- [Problem statement] Count the lines in the data below that contain the string "arrangement", treating uppercase and lowercase as different, and reply with the number alone.

- [Data listing]
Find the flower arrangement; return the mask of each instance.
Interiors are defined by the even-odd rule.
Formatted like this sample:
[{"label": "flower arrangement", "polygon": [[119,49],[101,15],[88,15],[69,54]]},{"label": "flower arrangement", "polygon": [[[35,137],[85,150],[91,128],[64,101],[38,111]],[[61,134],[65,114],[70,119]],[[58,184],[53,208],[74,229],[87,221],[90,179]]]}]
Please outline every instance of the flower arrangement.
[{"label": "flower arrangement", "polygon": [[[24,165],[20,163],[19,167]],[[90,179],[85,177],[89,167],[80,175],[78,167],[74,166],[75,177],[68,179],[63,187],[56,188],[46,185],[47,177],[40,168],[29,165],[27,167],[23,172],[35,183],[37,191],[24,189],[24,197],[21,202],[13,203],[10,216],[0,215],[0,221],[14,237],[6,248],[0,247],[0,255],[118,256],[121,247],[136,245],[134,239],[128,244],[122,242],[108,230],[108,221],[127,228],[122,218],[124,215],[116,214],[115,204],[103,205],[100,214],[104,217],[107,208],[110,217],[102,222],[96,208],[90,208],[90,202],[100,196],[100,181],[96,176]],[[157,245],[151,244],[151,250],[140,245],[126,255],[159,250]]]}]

- [The reply] 4